* DIRECTIONS: Copy the lines below verbatim, beginning with the line that includes "the sea foam" and continuing to the end; leave out everything before it.

──────── THE INPUT

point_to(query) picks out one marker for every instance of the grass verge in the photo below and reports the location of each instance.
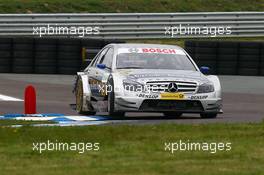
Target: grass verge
(126, 149)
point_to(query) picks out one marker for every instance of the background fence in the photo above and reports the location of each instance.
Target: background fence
(46, 56)
(135, 25)
(228, 58)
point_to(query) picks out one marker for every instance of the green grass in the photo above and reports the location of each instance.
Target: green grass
(129, 149)
(105, 6)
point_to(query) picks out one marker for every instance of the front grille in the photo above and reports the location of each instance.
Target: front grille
(183, 86)
(171, 105)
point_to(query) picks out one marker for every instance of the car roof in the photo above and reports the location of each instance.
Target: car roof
(140, 45)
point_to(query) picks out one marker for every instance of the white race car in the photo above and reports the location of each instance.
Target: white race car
(146, 78)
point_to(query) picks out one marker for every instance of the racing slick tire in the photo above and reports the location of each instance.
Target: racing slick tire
(172, 114)
(111, 102)
(79, 100)
(208, 115)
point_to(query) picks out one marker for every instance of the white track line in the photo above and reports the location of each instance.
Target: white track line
(8, 98)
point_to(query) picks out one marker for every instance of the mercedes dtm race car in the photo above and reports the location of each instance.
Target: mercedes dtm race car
(146, 78)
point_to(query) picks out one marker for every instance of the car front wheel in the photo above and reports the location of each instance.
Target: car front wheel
(79, 100)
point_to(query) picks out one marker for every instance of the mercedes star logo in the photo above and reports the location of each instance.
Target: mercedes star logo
(172, 87)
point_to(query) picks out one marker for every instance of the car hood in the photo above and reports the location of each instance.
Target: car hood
(144, 75)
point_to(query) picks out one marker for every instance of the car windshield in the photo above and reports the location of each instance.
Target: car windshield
(153, 61)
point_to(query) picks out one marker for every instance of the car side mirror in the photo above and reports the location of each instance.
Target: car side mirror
(101, 66)
(204, 69)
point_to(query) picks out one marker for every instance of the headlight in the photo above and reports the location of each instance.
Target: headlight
(205, 88)
(130, 85)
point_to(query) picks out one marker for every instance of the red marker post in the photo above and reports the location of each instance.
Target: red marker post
(30, 100)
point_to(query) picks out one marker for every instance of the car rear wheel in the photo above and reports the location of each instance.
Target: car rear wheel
(111, 102)
(208, 115)
(79, 100)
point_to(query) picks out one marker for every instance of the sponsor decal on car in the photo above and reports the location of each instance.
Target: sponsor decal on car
(198, 97)
(172, 96)
(148, 96)
(151, 50)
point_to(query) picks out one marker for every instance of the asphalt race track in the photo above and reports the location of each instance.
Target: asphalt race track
(243, 99)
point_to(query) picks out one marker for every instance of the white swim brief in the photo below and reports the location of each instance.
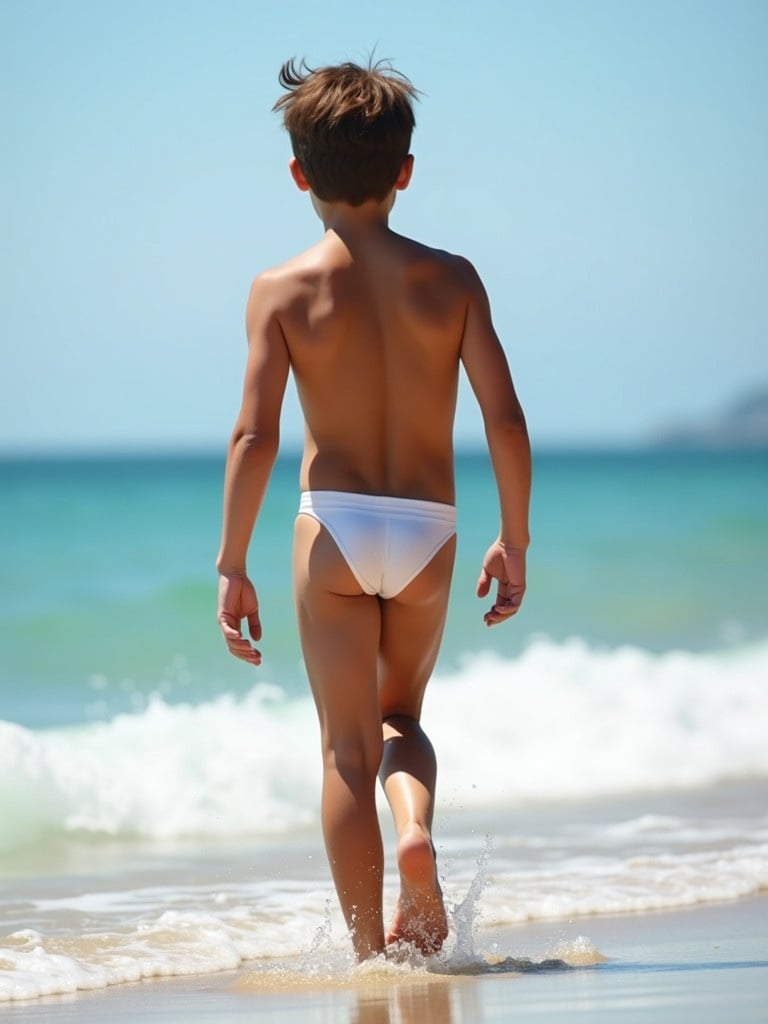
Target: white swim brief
(386, 542)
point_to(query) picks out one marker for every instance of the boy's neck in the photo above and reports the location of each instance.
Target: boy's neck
(345, 219)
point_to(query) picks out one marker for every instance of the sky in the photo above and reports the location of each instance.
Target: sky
(602, 164)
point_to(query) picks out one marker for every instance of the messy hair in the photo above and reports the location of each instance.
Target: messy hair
(349, 126)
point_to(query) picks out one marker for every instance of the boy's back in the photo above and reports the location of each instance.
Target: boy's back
(373, 324)
(374, 328)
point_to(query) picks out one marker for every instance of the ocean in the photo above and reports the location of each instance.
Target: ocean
(606, 751)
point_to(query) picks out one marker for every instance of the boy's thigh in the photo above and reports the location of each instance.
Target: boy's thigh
(340, 629)
(412, 630)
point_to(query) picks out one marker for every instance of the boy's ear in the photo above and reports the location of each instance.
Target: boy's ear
(403, 178)
(298, 175)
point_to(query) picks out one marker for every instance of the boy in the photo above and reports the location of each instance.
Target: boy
(374, 328)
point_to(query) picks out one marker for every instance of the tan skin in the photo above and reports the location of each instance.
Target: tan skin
(374, 328)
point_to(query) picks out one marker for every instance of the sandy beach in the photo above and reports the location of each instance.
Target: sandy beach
(706, 965)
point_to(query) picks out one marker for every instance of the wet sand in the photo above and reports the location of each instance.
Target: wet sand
(706, 965)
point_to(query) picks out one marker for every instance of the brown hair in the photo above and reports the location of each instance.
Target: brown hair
(349, 126)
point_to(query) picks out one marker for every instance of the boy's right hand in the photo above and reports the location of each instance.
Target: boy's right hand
(238, 601)
(507, 565)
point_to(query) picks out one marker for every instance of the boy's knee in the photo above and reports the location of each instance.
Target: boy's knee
(355, 759)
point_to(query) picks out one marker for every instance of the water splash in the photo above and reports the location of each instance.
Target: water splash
(464, 915)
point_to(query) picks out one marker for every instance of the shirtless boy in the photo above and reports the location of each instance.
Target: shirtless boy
(374, 328)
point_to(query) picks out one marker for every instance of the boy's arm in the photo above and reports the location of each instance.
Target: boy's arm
(253, 449)
(486, 368)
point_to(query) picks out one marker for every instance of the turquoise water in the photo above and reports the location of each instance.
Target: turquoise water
(604, 752)
(109, 590)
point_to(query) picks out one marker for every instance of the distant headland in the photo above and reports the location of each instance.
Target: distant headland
(743, 424)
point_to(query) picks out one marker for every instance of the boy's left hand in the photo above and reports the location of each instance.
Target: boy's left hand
(238, 601)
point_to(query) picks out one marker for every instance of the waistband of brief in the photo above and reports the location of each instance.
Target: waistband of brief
(347, 501)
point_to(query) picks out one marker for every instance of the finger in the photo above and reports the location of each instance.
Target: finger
(500, 613)
(243, 650)
(483, 584)
(254, 626)
(229, 627)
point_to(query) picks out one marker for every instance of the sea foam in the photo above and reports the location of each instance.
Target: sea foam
(559, 722)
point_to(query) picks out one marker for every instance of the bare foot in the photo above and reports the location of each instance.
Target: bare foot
(420, 914)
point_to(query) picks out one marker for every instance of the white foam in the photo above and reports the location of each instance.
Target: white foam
(560, 722)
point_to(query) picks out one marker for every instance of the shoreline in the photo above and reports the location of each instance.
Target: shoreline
(710, 963)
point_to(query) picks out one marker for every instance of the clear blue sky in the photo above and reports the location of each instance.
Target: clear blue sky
(603, 164)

────────────────

* EXERCISE RESPONSE:
point_to(query) picks out one marker for every instance of the sea foam in the photo above and reports the location of each instance.
Target: sea foam
(559, 722)
point_to(query) picks out one marker for every instance of the bare foot in the photo above and reports the location of each instance.
Target: bare foot
(420, 914)
point_to(query) picks out one marker for every instance of the white foam in the photo above and reports the location of each instance.
Target: white foam
(560, 722)
point_to(query) picks out one marker for every instance of the shoreline in the photo above and reports the location of each instance.
Target: shoreline
(710, 963)
point_to(query) picks out one marker for every instance of the clear blue sky in the photo above and reports the location of each instance.
Target: clear blue sky
(603, 164)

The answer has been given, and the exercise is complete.